I hate ordering in drive thru’s for similar reasons. Somehow I always butcher the order. But I know that it’s a me problem and not the person taking my orders fault. Meanwhile I sell/negotiate/arrange stuff for a living and am super super smooth on the phone when I’m going through the motions of something that I understand every step of at a very deep level.

Your friend is probably suffering from some mild imposter syndrome/insecurity that makes him think that people are looking down on him a lot. I identify with that because I definitely was like that before I had any success… but it dropped a lot since I found some. Now I’m super comfortable having a laugh at my own failures and give myself permission to make minor mistakes without beating myself up too badly… as long as the mistake doesn’t expose me to long tail risks lol. Poker taught me that rare mistakes for 200bb are a huge liability to your overall winrate so my tolerance level for those kinds of things is very low.

Spontaneity is hard lol.

If I had to guess at what my close friends would say is my blind spot - #1 would be that I’m always unhappy about my weight and I should just learn to live with it.

▶ [Material supplied]
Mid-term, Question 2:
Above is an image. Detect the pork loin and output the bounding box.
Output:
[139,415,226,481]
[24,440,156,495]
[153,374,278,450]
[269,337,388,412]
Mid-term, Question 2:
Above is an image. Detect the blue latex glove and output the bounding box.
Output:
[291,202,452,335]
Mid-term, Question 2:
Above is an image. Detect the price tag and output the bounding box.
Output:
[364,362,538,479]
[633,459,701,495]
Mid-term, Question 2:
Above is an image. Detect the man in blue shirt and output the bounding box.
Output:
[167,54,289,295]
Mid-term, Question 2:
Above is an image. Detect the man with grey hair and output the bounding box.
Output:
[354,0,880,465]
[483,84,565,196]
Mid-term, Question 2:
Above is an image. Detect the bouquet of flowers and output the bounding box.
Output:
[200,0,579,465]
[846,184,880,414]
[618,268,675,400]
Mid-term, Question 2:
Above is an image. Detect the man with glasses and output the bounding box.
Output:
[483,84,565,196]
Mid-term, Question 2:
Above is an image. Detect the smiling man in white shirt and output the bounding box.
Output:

▶ [Directions]
1 - According to the post about drive-thru ordering, what did poker teach the writer?
2 - Pick up the post about drive-thru ordering after its final sentence and keep writing it.
The records are separate material and have no connection to the post about drive-thru ordering.

▶ [Answer list]
1 - Poker taught the writer that rare mistakes for 200bb are a huge liability to your overall winrate.

2 -
But I just can’t do it. I’ve been relatively skinnny for a few years and it was awesome.

Also if I don’t lose weight from where I’m at now - I’m going to be one of those 60-year-old dudes wearing compression socks and looking like I’ve got about 5 years left before they have to cut off one of my feet.

#2 is probably that I have porn star level looks standards and I’m offering mall cop level physique in return. Which is 100% fair. I wish I could help it but I got screwed up by porn when I was young or something.

But then again my friends might say something completely different.

Imposter syndrome is tough. It can be its own kind of blind spot.

I still catch myself assuming: If Dunning Kreuger victims are easily identified by an enormous arrogance in the face of overwhelming ignorance, the only way to have any kind of confidence in your intelligence is to foster a crippling intellectual insecurity.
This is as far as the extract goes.